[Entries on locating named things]
-=-=-=-=-

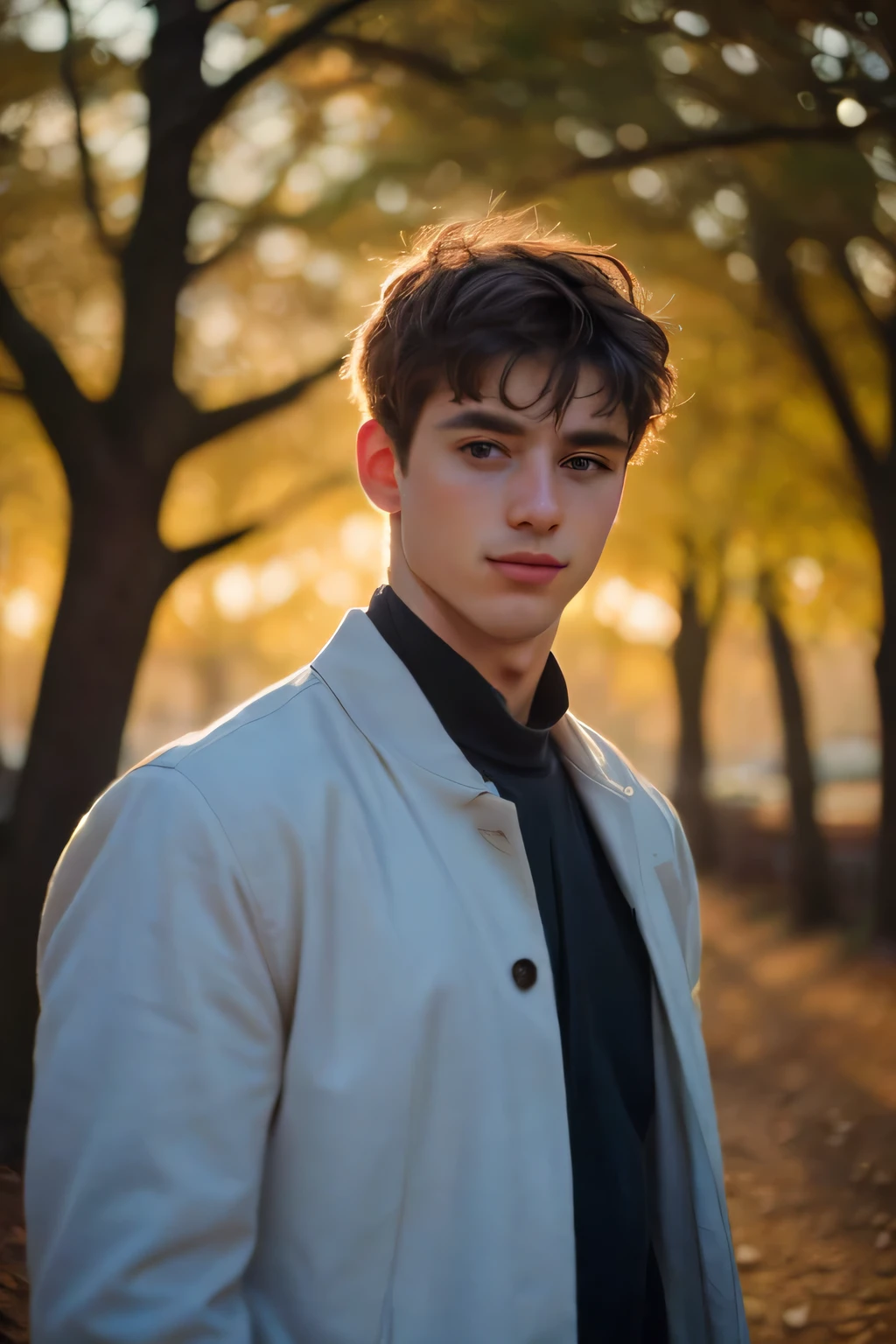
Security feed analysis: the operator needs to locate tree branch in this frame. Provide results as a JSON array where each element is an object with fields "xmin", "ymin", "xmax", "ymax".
[
  {"xmin": 169, "ymin": 471, "xmax": 354, "ymax": 584},
  {"xmin": 756, "ymin": 250, "xmax": 881, "ymax": 500},
  {"xmin": 188, "ymin": 355, "xmax": 346, "ymax": 447},
  {"xmin": 0, "ymin": 278, "xmax": 98, "ymax": 485},
  {"xmin": 326, "ymin": 32, "xmax": 467, "ymax": 88},
  {"xmin": 562, "ymin": 122, "xmax": 857, "ymax": 178},
  {"xmin": 203, "ymin": 0, "xmax": 369, "ymax": 125},
  {"xmin": 60, "ymin": 0, "xmax": 116, "ymax": 256}
]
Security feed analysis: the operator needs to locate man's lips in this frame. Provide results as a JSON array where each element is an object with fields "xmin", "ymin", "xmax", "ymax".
[{"xmin": 489, "ymin": 551, "xmax": 565, "ymax": 584}]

-=-=-=-=-

_INSTRUCTIONS FOR THE TASK_. Retype the lines above word for word, leaving out the pictures.

_ANSWER TO THE PROBLEM_.
Security feed analysis: the operator needs to locate tree branch in this frame. Provide results as a JSON array where each element is an object with fields "xmin", "ymin", "xmax", "ymax".
[
  {"xmin": 169, "ymin": 471, "xmax": 354, "ymax": 584},
  {"xmin": 756, "ymin": 250, "xmax": 881, "ymax": 500},
  {"xmin": 188, "ymin": 355, "xmax": 346, "ymax": 447},
  {"xmin": 0, "ymin": 278, "xmax": 98, "ymax": 485},
  {"xmin": 326, "ymin": 32, "xmax": 467, "ymax": 88},
  {"xmin": 562, "ymin": 122, "xmax": 857, "ymax": 178},
  {"xmin": 203, "ymin": 0, "xmax": 369, "ymax": 125},
  {"xmin": 60, "ymin": 0, "xmax": 116, "ymax": 256}
]
Security feed analysis: the operator needs to locate man's lips in this frame. Provide results as a JSON array where each element is an object with fields "xmin", "ymin", "xmax", "ymax".
[{"xmin": 489, "ymin": 551, "xmax": 565, "ymax": 584}]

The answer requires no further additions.